Skip to main content

Production Deployment

Stepflow's architecture enables flexible production deployments that scale component execution independently from workflow orchestration. This section covers key concepts and components for deploying Stepflow in production environments.

Overview

In production, Stepflow separates concerns between:

  • Workflow Orchestrator: Manages workflow execution, data flow, and state persistence
  • Workers: Provide business logic and can be scaled independently
  • Task Queues: Route tasks to workers via named gRPC queues

This separation allows you to:

  • Scale different types of components independently based on resource requirements
  • Deploy components on specialized hardware (GPUs, high-memory nodes, etc.)
  • Maintain simple orchestration while distributing compute-intensive work
  • Handle high-throughput batch processing efficiently

Architecture Patterns

Resource-Based Component Segregation

Different workers can be deployed with different resource profiles:

# Configuration routing to different worker pools using per-route queueName
plugins:
builtin:
type: builtin

workers:
type: grpc
queueName: default # Default queue; overridden per-route below

routes:
"/ml/{*component}":
- plugin: workers
params:
queueName: gpu # GPU worker pool
"/data/{*component}":
- plugin: workers
params:
queueName: memory # High-memory worker pool
"/python/{*component}":
- plugin: workers
params:
queueName: cpu # CPU worker pool
"/{*component}":
- plugin: builtin

Deployment Topology

Each worker pool:

  • Pulls tasks from a dedicated named queue
  • Scales independently based on workload
  • Runs on appropriate hardware (CPU, GPU, high-memory nodes)
  • Pulls tasks from the orchestrator and returns results via gRPC

Key Components

1. Task Routing

Workers pull tasks from named queues and return results to the orchestrator via gRPC. The pull-based protocol provides:

  • Named queue-based task routing
  • Heartbeat-based crash detection
  • Automatic retry on transport failures
  • Horizontal scaling across multiple worker instances

Use cases:

  • Distributing tasks across multiple worker pods
  • Scaling worker pools independently
  • Enabling horizontal scaling of workers

2. Worker Pools

Deploy different workers for different workloads:

CPU-Optimized:

  • General-purpose Python components
  • Data transformation and validation
  • API integrations
  • Deployment: Standard compute nodes, high replica count

GPU-Accelerated:

  • ML model inference
  • Image/video processing
  • Large language models
  • Deployment: GPU nodes, fewer replicas, higher cost

Memory-Intensive:

  • Large dataset processing
  • In-memory caching
  • Data aggregation
  • Deployment: High-memory nodes, moderate replica count

3. Configuration Management

Use Configuration and Variables to manage environment-specific settings:

Configuration controls infrastructure:

  • Define plugin routes to different worker pools
  • Configure state storage backends
  • Set worker connection details

Variables parameterize workflows:

  • API endpoints and credentials that differ between environments
  • Feature flags and configuration options
  • Resource limits and timeouts
  • Environment identifiers (dev, staging, production)

This separation allows the same workflow definition to run across environments by only changing configuration and variables, not the workflow itself.

▶ [Tasks to perform]:
1 – On the production deployment page, how are GPU-accelerated workers deployed?
2 – Duplicate the part of the production deployment page that opens with the words containing "In production, Stepflow" and closes with "high-memory nodes, etc.)".

▶ [Dataset excerpt]:
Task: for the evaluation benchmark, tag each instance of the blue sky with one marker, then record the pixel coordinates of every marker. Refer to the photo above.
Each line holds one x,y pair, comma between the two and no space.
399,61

▶ [Results for each task]:
1 – On GPU nodes, with fewer replicas and at higher cost.

2 –
In production, Stepflow separates concerns between:

  • Workflow Orchestrator: Manages workflow execution, data flow, and state persistence
  • Workers: Provide business logic and can be scaled independently
  • Task Queues: Route tasks to workers via named gRPC queues

This separation allows you to:

  • Scale different types of components independently based on resource requirements
  • Deploy components on specialized hardware (GPUs, high-memory nodes, etc.)